Quote the data below word for word, reproducing each line without any change.

■ **RECORDS FOR THIS EXERCISE**
_ _ _
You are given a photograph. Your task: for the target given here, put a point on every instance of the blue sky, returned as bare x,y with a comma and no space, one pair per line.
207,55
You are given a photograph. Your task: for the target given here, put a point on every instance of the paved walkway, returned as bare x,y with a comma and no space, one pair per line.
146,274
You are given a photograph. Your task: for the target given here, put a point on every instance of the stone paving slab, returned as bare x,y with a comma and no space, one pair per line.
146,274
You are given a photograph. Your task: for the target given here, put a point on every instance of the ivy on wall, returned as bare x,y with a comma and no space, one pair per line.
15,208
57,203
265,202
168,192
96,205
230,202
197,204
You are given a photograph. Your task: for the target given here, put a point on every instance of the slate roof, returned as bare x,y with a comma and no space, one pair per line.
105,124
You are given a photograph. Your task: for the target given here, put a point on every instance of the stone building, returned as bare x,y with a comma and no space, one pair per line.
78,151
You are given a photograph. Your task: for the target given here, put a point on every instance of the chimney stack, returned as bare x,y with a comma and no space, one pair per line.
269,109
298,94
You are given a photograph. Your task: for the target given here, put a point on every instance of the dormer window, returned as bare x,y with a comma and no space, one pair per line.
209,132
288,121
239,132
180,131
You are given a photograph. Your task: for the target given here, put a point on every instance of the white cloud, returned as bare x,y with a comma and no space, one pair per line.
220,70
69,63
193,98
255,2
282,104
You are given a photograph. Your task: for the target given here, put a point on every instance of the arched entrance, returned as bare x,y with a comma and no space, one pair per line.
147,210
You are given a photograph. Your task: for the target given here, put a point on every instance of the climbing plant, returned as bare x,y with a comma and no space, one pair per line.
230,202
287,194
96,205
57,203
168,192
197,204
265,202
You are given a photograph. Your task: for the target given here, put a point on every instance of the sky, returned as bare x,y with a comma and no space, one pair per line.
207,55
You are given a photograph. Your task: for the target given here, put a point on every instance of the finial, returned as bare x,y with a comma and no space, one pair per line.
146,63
_ _ _
■ **RESPONSE TO THIS EXERCISE**
You are given a photograph. Your task: for the target given here, put a point on every instance of the blue sky, returned as bare x,y with a comma and no space, one pair per line.
207,55
You are given a photograph. Your task: for the target given here, put a point on every instance of the paved walkway, returned as bare x,y with a comma and no space, one pair per line.
146,274
You are given a photograph. Your task: for the target given here, put a point on every instance of the stone paving slab, returned as bare x,y with a comma and no space, one pair per line.
146,274
You are given a photograph. Your task: for the target given here, put a point on every instance of the ivy on wall, returned as bare x,y with a comma and no space, one pair per line.
15,208
57,203
265,202
168,192
96,205
230,202
197,204
You are given a photograph. Your task: for the target given here, put a point on every instance of the slate roof, returned as bare x,y with a comma and no space, one pair per line.
105,124
You are given a photograph. Your task: for the target given here, put a point on every instance of the stone building, returned as bare x,y with a comma and no space, one pair per line.
78,151
You are given a photograph. Your task: for the target given here, put a point on every instance of the chimney stack, returned as bare x,y with a comma and no space, one pair per line.
269,109
298,94
You are given a photograph. Your task: for the target given here, put a point on every instance of the dormer window, returned as bare x,y with a comma and no space, one pair per line.
209,132
288,121
239,132
180,131
You are given a photograph. Your task: for the target given here, put a point on every instance of the white cloud, returned as bare x,y with a comma and no space, one pair per line.
220,70
69,63
193,98
255,2
282,104
You are given a photograph. Your task: for the target given here, put a point on every instance of the arched entrance, returned as bare x,y with a comma and no space, one pair per line.
147,210
You are given a photograph. Your task: for the target given here, put a point on every instance of the climbing plant, returned as bare x,y with a comma and no space, one pair per line.
230,202
287,194
96,205
57,203
168,192
197,204
265,202
You are given a photograph. Your task: for the target given here, put a point on every instance of the sky, returned as bare x,y with a comma and no space, one pair per line.
207,55
You are given a photograph. Your task: for the target given here, put a point on every instance of the finial, returned as bare x,y with a comma and no space, one pair per line.
146,63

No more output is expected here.